How many lines in the records below contain the word "table"? Reply with the number alone.

***** DATA FOR THE TASK *****

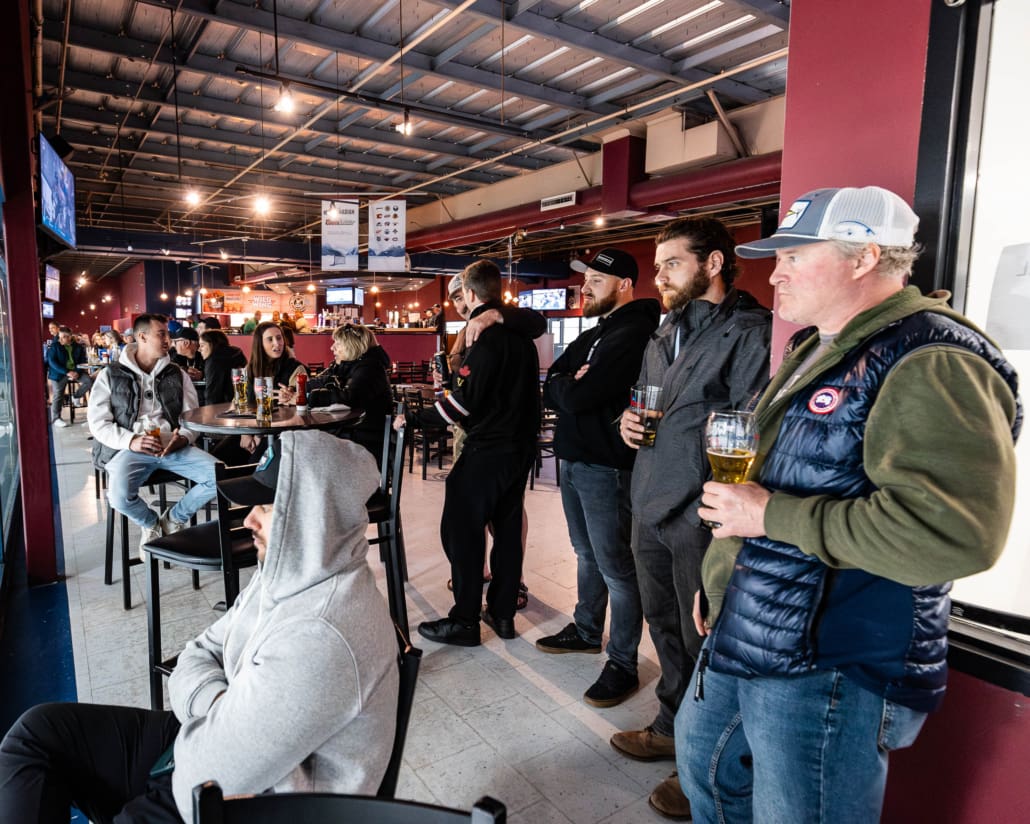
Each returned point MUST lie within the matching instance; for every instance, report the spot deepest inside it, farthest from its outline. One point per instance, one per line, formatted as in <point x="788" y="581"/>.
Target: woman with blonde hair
<point x="359" y="378"/>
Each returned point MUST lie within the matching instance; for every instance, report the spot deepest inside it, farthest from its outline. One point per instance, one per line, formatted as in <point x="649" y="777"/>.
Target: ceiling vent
<point x="557" y="202"/>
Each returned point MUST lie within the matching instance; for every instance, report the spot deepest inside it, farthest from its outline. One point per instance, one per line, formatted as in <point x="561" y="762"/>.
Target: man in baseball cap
<point x="828" y="579"/>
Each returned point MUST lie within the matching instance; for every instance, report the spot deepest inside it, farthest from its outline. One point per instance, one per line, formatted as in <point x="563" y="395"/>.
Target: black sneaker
<point x="614" y="686"/>
<point x="569" y="640"/>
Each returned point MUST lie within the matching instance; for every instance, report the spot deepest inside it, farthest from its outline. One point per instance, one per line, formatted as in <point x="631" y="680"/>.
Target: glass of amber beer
<point x="646" y="402"/>
<point x="731" y="440"/>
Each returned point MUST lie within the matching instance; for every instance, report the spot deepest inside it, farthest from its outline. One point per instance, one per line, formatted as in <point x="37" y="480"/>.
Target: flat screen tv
<point x="57" y="187"/>
<point x="351" y="296"/>
<point x="549" y="300"/>
<point x="52" y="284"/>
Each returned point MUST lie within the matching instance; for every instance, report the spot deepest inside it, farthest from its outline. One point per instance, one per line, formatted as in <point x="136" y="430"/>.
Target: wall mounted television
<point x="351" y="296"/>
<point x="52" y="284"/>
<point x="549" y="300"/>
<point x="57" y="187"/>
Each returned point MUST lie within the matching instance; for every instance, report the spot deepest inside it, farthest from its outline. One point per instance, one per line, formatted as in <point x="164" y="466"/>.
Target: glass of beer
<point x="731" y="440"/>
<point x="646" y="402"/>
<point x="263" y="400"/>
<point x="240" y="388"/>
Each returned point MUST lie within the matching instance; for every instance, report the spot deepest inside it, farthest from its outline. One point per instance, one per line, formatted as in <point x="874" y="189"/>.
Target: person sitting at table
<point x="112" y="340"/>
<point x="220" y="357"/>
<point x="143" y="386"/>
<point x="186" y="356"/>
<point x="294" y="689"/>
<point x="269" y="358"/>
<point x="62" y="359"/>
<point x="358" y="377"/>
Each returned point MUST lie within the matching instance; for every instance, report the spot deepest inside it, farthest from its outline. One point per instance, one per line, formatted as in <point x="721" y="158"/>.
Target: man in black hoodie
<point x="588" y="385"/>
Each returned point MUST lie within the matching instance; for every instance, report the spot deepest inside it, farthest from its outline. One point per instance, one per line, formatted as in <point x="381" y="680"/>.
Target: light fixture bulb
<point x="285" y="103"/>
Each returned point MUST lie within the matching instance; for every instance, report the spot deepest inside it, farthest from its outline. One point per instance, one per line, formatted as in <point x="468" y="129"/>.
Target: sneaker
<point x="613" y="687"/>
<point x="668" y="801"/>
<point x="147" y="535"/>
<point x="569" y="640"/>
<point x="644" y="745"/>
<point x="168" y="524"/>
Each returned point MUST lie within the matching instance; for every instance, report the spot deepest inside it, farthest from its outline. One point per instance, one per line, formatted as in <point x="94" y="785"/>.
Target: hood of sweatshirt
<point x="318" y="517"/>
<point x="128" y="359"/>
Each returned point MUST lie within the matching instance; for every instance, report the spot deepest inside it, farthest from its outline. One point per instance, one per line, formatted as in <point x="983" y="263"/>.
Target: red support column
<point x="23" y="278"/>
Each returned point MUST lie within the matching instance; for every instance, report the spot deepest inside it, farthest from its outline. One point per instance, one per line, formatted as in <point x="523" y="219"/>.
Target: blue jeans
<point x="128" y="471"/>
<point x="810" y="748"/>
<point x="596" y="503"/>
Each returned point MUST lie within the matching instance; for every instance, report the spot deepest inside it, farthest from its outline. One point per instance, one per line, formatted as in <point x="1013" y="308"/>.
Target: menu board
<point x="387" y="221"/>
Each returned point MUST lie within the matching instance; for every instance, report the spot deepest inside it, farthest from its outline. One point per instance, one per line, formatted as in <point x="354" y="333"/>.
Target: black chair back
<point x="409" y="659"/>
<point x="210" y="808"/>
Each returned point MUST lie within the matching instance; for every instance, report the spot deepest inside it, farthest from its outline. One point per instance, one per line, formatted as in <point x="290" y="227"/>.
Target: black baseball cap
<point x="610" y="262"/>
<point x="256" y="489"/>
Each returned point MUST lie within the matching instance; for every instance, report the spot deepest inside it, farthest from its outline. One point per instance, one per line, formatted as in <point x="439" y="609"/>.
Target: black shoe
<point x="505" y="627"/>
<point x="614" y="686"/>
<point x="450" y="630"/>
<point x="569" y="640"/>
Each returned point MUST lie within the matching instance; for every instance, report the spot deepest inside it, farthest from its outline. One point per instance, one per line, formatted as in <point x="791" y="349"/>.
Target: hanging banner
<point x="386" y="236"/>
<point x="340" y="234"/>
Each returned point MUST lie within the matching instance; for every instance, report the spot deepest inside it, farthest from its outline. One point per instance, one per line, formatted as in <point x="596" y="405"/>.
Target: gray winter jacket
<point x="305" y="661"/>
<point x="723" y="363"/>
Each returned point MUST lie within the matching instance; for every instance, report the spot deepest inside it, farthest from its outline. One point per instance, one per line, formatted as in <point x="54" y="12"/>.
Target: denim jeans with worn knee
<point x="810" y="748"/>
<point x="596" y="503"/>
<point x="128" y="471"/>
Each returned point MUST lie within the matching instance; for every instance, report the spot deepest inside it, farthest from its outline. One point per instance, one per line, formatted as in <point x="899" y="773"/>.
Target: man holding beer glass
<point x="885" y="469"/>
<point x="710" y="353"/>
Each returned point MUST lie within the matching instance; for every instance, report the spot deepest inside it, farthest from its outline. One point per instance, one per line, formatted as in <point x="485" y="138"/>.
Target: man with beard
<point x="712" y="352"/>
<point x="588" y="386"/>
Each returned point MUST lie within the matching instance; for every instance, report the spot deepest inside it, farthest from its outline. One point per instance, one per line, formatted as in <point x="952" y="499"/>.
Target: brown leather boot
<point x="668" y="800"/>
<point x="644" y="745"/>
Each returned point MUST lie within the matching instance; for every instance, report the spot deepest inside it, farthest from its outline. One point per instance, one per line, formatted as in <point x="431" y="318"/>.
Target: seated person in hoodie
<point x="144" y="386"/>
<point x="220" y="357"/>
<point x="359" y="378"/>
<point x="294" y="689"/>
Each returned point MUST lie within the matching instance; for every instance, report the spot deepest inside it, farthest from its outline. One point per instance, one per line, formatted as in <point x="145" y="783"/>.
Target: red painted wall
<point x="854" y="101"/>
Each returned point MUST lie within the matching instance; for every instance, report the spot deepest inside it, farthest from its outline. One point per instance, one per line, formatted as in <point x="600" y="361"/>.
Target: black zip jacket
<point x="589" y="408"/>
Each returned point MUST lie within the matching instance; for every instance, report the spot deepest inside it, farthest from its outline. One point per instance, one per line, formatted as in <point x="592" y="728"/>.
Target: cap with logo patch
<point x="870" y="214"/>
<point x="256" y="489"/>
<point x="610" y="262"/>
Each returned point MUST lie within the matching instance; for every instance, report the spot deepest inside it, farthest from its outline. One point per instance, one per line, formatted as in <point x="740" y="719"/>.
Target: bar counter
<point x="401" y="344"/>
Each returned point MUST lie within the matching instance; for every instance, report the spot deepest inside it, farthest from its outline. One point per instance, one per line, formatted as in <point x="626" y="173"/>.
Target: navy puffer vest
<point x="786" y="612"/>
<point x="125" y="402"/>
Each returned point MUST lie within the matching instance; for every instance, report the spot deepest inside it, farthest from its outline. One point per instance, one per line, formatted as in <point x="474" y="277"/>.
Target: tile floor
<point x="502" y="719"/>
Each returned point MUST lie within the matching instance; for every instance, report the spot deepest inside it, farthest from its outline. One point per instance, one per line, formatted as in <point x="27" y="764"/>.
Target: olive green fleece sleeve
<point x="939" y="450"/>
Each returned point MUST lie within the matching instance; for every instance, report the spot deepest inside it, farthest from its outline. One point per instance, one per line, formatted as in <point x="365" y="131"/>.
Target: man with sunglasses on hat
<point x="134" y="417"/>
<point x="885" y="470"/>
<point x="294" y="689"/>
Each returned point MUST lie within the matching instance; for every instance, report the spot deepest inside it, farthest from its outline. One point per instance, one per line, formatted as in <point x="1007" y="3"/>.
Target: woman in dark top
<point x="358" y="378"/>
<point x="269" y="358"/>
<point x="219" y="359"/>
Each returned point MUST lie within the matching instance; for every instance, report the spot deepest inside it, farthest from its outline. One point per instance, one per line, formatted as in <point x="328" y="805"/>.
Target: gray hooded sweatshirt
<point x="306" y="658"/>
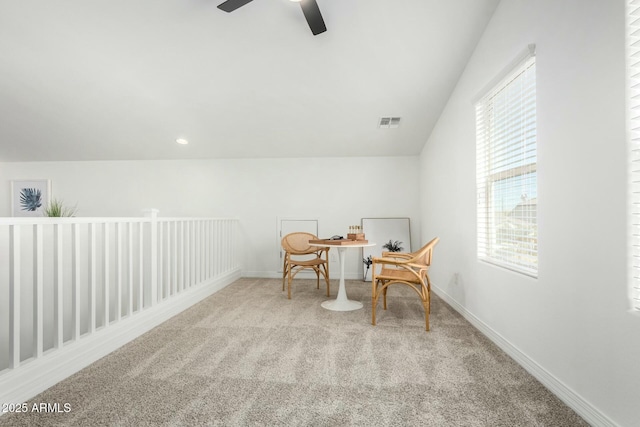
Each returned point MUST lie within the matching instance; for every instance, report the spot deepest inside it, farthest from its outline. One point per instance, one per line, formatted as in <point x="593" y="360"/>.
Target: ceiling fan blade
<point x="231" y="5"/>
<point x="314" y="17"/>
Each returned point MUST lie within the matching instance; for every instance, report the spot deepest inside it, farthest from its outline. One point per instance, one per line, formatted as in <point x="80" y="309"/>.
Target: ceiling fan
<point x="310" y="10"/>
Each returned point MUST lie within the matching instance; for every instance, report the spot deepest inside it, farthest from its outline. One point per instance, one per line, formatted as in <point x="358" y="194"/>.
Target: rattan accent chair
<point x="299" y="255"/>
<point x="409" y="269"/>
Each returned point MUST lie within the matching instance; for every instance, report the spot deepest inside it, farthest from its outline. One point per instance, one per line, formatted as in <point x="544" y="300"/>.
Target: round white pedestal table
<point x="342" y="303"/>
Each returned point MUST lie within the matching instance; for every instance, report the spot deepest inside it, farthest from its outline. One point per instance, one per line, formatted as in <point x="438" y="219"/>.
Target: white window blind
<point x="633" y="120"/>
<point x="506" y="170"/>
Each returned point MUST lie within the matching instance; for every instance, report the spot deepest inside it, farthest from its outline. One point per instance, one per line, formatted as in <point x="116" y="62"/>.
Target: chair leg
<point x="374" y="300"/>
<point x="384" y="297"/>
<point x="326" y="279"/>
<point x="284" y="271"/>
<point x="425" y="304"/>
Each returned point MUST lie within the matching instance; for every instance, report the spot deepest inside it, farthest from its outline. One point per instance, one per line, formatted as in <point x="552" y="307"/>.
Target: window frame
<point x="486" y="155"/>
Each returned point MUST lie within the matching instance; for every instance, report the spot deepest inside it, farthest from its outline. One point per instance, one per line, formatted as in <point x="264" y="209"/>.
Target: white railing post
<point x="15" y="284"/>
<point x="152" y="214"/>
<point x="38" y="290"/>
<point x="75" y="262"/>
<point x="58" y="313"/>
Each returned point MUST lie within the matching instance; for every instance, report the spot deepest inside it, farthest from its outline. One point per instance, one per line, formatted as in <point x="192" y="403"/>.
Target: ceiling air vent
<point x="389" y="122"/>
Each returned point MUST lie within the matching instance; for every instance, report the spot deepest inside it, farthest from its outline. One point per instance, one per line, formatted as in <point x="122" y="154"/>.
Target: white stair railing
<point x="68" y="280"/>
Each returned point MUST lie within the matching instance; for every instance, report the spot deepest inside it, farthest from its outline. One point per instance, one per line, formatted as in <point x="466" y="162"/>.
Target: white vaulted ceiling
<point x="122" y="79"/>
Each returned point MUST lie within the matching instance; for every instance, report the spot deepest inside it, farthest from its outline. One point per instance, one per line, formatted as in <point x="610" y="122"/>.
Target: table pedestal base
<point x="344" y="305"/>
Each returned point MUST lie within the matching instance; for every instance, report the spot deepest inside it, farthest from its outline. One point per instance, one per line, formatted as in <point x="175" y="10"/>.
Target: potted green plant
<point x="392" y="246"/>
<point x="57" y="208"/>
<point x="367" y="261"/>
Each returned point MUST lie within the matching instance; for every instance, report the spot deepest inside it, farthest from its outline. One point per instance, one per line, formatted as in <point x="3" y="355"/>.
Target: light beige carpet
<point x="249" y="356"/>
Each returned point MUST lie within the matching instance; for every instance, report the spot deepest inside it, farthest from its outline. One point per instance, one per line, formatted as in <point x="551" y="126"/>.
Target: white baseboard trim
<point x="33" y="377"/>
<point x="583" y="408"/>
<point x="301" y="275"/>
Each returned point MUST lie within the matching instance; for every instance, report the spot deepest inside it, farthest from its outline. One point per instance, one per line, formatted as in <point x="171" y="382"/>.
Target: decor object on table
<point x="393" y="246"/>
<point x="57" y="208"/>
<point x="382" y="230"/>
<point x="367" y="261"/>
<point x="29" y="197"/>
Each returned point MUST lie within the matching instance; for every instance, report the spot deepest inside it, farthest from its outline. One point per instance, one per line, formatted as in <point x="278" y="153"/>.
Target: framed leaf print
<point x="30" y="197"/>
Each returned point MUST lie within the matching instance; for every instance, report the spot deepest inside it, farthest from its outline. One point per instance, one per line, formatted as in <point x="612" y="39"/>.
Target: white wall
<point x="572" y="322"/>
<point x="337" y="191"/>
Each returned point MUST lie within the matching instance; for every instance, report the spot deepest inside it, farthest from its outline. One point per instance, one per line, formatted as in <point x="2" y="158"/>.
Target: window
<point x="633" y="132"/>
<point x="506" y="169"/>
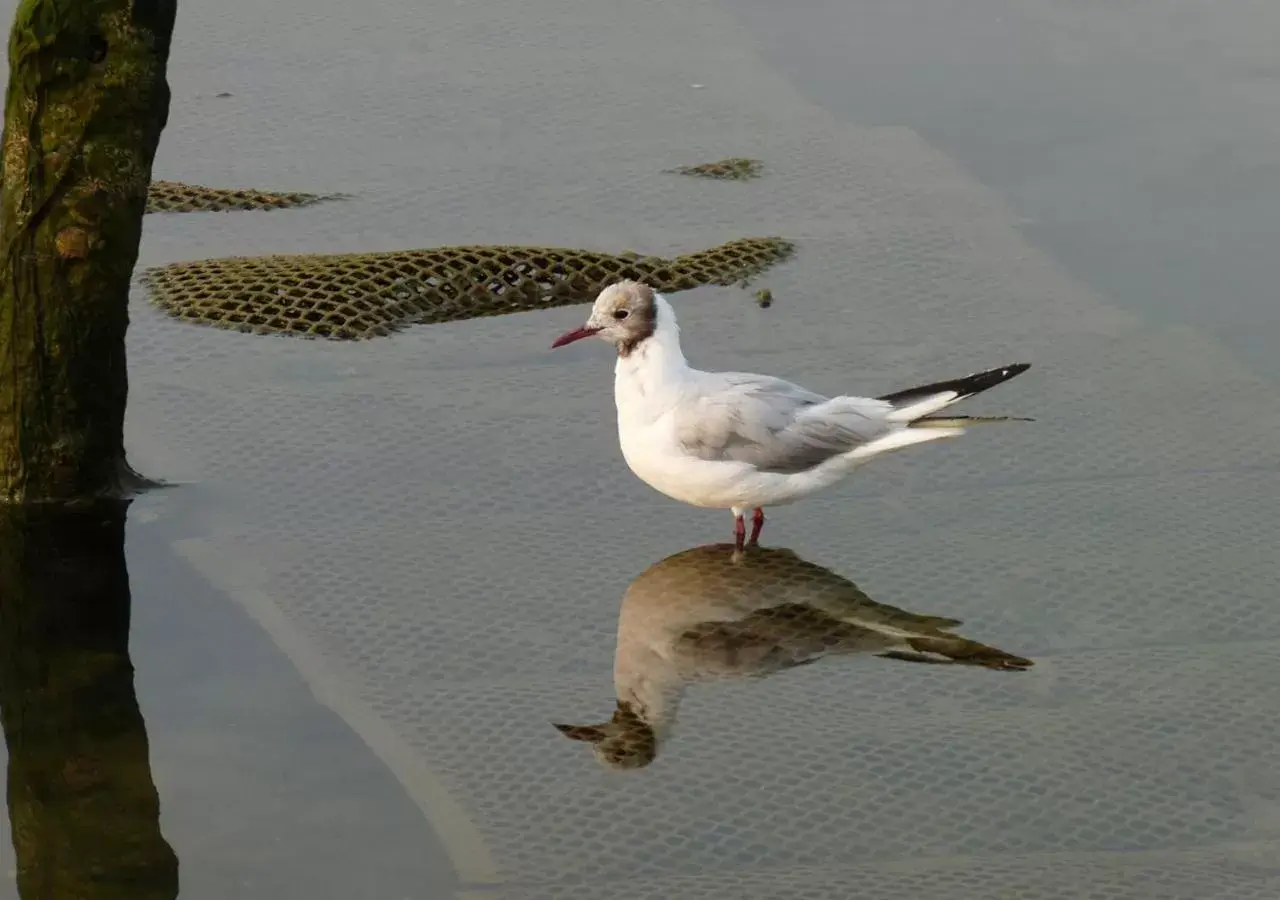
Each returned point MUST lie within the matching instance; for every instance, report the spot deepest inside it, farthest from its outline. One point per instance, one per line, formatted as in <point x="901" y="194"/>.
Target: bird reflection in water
<point x="709" y="613"/>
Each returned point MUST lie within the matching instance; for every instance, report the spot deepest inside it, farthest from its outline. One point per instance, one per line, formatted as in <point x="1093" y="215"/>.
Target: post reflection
<point x="83" y="809"/>
<point x="709" y="613"/>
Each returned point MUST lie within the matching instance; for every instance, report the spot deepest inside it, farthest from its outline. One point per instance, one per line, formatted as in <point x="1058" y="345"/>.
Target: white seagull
<point x="736" y="441"/>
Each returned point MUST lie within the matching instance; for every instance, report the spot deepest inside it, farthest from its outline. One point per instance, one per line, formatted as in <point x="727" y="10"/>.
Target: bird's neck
<point x="656" y="362"/>
<point x="654" y="694"/>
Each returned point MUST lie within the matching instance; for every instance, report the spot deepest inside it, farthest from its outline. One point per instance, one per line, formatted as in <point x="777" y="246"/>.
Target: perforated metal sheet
<point x="438" y="525"/>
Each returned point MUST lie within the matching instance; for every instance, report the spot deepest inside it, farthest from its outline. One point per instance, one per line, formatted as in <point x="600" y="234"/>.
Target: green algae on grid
<point x="359" y="296"/>
<point x="734" y="168"/>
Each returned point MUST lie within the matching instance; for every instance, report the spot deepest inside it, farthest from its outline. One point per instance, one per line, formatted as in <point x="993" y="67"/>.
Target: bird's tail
<point x="955" y="650"/>
<point x="915" y="406"/>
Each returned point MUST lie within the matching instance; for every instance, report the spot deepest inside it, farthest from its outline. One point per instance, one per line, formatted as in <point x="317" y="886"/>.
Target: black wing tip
<point x="963" y="387"/>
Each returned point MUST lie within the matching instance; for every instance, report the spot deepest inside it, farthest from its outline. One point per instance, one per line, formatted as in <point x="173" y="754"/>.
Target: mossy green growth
<point x="355" y="296"/>
<point x="178" y="197"/>
<point x="83" y="809"/>
<point x="735" y="168"/>
<point x="85" y="106"/>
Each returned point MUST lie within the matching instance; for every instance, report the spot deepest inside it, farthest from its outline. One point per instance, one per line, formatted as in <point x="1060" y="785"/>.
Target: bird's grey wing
<point x="771" y="424"/>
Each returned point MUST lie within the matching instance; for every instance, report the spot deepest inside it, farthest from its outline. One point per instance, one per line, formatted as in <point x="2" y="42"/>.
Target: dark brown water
<point x="387" y="569"/>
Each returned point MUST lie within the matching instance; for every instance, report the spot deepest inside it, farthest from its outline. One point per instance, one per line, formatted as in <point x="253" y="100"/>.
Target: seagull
<point x="737" y="441"/>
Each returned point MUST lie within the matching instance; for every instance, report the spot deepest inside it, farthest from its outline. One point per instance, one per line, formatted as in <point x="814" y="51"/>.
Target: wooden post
<point x="83" y="807"/>
<point x="86" y="104"/>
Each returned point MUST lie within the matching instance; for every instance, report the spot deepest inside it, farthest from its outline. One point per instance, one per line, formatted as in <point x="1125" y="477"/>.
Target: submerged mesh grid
<point x="179" y="197"/>
<point x="439" y="528"/>
<point x="711" y="613"/>
<point x="734" y="168"/>
<point x="352" y="296"/>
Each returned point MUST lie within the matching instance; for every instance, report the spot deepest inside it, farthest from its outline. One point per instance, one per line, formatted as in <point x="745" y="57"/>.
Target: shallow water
<point x="389" y="567"/>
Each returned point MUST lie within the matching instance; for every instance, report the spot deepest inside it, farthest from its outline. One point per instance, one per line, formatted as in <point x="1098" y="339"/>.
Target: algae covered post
<point x="86" y="103"/>
<point x="83" y="809"/>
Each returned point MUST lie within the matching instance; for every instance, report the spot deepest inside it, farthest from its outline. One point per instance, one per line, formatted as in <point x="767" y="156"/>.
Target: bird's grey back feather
<point x="771" y="424"/>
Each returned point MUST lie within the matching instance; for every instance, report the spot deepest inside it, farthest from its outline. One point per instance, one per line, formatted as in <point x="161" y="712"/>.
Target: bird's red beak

*****

THE RESULT:
4